Calculators and computer algebra systems have become my drug of choice. Math too.
I do math the way some of our brothers and sisters smoke crack.
It's my current disease. I feel great at times while studying and solving problems, and at other times, I do not feel well at all, almost "sick" .... It's the nature of how we are wired, I suppose.
I also remember taking a C++ course at the local community college after I had lost my job with the State Park Service (for eluding the police on the way home from a bar in the midst of some kind of psychotic episode).
Anyhow, I am still to this day using a Fraction class I started back in 1998 during that class. Cool, huh? It is of course more sophisticated now, and I keep adding things to it like it is some kind of living thing. I mean, it's dynamic ... I think the teacher would be pleased to know that, even though I may not have done anything professionally with what I learned, after studying some programming. my love for mathematics was reawakened, and this has stayed with me. It consoles me during this otherwise uneventful life.
The thing is, I find this is as close to "being spiritual" as I can get these days. I honor those Beginnings by recognizing that I am still partial to rational numbers, and I like to include my little Fraction class in various programs.

==========

DIRECTIONS.
a: Reproduce the passage of the essay on math and the Fraction class that begins at the words "Anyhow, I am" and ends after "in various programs.".
b: Resume the essay on math and the Fraction class, starting after its final sentence.

INFORMATION PROVIDED.
==========

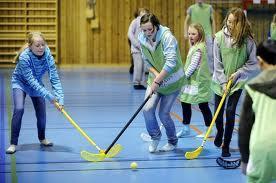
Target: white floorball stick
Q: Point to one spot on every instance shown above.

==========

ANSWERS FOR THE TASKS.
a:
Anyhow, I am still to this day using a Fraction class I started back in 1998 during that class. Cool, huh? It is of course more sophisticated now, and I keep adding things to it like it is some kind of living thing. I mean, it's dynamic ... I think the teacher would be pleased to know that, even though I may not have done anything professionally with what I learned, after studying some programming. my love for mathematics was reawakened, and this has stayed with me. It consoles me during this otherwise uneventful life.
The thing is, I find this is as close to "being spiritual" as I can get these days. I honor those Beginnings by recognizing that I am still partial to rational numbers, and I like to include my little Fraction class in various programs.

b:
I had found a program in C which found the inverse of a matrix using minors, a cofactor matrix, and its transpose. It did not take too long to transform it to use my own styled vector< vector< Fraction > >, which is simply a vector of vectors of Fractions.
I like to see the results and each step in fraction form since I want to be able to see the row operations and all that shiit.
It may not sound very "spiritual," but for me, it keeps me humble seeing as I know much more than I used to and I still know so very little. Life is a real kick in the teeth that way, you know?
The older I get, even as I understand more, I have a better feel for how little I know and how little I will ever really know.
In a sense, I don't mind becoming depressed. I think that when I am depressed, I am just more in tune with the nature of our lives. There doesn't seem to be a point.
If you learn to observe your own inner processes, you may begin to notice patterns, and so - if, like me, you become more depressed at night, it won't be a big dramatic ordeal. I just take that as a given.